Task instructions:
1) From the article about Ocean Medical Center's cancer center, reproduce word for word the part that opens with the words containing "The renovation will" and closes with "members and friends.".
2) List each area of advance that Lin names in the article about Ocean Medical Center's cancer center as leading to the hospital's renewed focus.

━━ Extracted text ━━

The hospital has also invested in new technology, including the TrueBeam Accelerator, an image-guided radiation therapy tool that kills cancer cells while protecting the healthy tissue that surround them. Ocean Medical Center will be the first of all Meridian’s cancer centers to have the device.
Dean Lin, Ocean Medical Center’s President, said advances in technology, protocols and approaches to treating cancer led to the hospital’s renewed focus and a system-wide investment of about $133 million to create cancer centers at a number of its hospitals. Overall, there will be a $23 million investment specifically at Ocean Medical Center.
“Cancer care has improved dramatically over the past decade,” Lin said. “There really is no need to go to the big city hospitals given our program.”
Ocean Medical Center will soon add a thoracic surgeon to its expanding ranks.
“They’ve been trained in the big cities but they choose to live here,” said Lin.
“We now have all the technology, some of it even better, than the MD Andersons or the Sloan Ketterings,” said Krasna.
The renovation will convert the hospital’s former physical therapy suite into an infusion area and turn the former outpatient ambulatory area into the sprawling cancer center. A separate entrance to the cancer center will be built on the opposite side of the existing hospital parking lot. For patients receiving chemotherapy, Lin said there will be “tremendous” amounts of natural light and space, plus room to accommodate family members and friends.
“It can’t be fun getting chemotherapy, but we want to make it as good as we can,” said Krasna, who said his team is second to none.
“I personally had a scare where I thought I had cancer, and I went to my team,” he said.

━━━
━━ Exercise data ━━

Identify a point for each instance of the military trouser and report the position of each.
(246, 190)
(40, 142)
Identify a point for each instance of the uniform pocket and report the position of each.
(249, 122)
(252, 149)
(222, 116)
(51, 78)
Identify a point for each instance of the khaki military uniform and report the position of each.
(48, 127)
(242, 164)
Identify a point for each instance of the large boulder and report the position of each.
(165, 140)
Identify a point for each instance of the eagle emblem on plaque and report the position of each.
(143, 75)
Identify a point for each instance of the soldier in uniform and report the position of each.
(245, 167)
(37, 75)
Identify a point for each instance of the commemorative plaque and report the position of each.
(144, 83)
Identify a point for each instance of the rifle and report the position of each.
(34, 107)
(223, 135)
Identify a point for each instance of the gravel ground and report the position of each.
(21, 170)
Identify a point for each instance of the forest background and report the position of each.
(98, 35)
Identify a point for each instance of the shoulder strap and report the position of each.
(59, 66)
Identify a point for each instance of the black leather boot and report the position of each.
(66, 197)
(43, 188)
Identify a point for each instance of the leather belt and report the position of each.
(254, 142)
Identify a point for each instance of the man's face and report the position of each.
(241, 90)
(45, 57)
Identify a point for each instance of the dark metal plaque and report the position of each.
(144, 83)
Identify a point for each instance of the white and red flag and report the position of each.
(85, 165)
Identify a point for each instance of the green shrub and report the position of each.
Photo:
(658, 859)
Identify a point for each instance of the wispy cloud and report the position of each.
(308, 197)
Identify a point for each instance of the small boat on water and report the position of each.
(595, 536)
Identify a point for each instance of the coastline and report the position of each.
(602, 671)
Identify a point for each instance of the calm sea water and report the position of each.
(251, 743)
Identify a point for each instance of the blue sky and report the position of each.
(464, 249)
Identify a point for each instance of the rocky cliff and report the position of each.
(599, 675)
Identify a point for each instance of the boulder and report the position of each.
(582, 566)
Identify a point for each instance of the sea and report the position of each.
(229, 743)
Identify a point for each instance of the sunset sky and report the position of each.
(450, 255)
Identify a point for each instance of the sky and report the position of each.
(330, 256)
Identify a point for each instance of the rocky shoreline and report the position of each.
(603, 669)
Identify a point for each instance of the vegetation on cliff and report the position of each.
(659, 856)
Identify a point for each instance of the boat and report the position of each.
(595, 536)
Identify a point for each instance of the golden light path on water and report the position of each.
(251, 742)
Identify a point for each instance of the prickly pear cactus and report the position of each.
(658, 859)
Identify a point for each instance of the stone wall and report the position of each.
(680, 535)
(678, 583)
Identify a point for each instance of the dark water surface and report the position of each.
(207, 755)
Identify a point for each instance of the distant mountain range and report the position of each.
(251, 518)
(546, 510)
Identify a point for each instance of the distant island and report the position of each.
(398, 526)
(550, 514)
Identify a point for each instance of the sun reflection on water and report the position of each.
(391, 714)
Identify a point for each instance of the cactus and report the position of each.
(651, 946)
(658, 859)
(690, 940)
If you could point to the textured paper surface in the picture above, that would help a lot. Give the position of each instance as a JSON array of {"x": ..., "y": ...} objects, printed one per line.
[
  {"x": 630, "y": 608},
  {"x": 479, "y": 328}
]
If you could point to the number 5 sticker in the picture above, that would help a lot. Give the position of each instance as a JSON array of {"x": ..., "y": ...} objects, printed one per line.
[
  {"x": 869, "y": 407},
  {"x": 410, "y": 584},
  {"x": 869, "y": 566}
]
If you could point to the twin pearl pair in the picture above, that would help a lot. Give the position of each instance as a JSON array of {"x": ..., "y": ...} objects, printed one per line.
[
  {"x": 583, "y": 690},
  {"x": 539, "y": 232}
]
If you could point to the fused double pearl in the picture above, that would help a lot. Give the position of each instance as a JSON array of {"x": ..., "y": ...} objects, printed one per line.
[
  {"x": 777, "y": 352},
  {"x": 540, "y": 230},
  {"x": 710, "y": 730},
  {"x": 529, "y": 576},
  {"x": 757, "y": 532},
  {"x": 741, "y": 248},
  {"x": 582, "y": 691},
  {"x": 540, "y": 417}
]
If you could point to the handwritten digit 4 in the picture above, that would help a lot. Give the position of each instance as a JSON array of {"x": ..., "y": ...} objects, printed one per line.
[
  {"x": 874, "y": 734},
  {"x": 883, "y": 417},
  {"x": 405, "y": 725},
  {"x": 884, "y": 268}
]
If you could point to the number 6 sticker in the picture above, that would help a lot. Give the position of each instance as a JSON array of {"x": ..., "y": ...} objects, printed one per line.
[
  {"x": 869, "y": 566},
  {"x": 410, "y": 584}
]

━━━

Responses by item number:
1)
The renovation will convert the hospital’s former physical therapy suite into an infusion area and turn the former outpatient ambulatory area into the sprawling cancer center. A separate entrance to the cancer center will be built on the opposite side of the existing hospital parking lot. For patients receiving chemotherapy, Lin said there will be “tremendous” amounts of natural light and space, plus room to accommodate family members and friends.

2)
- technology
- protocols
- approaches to treating cancer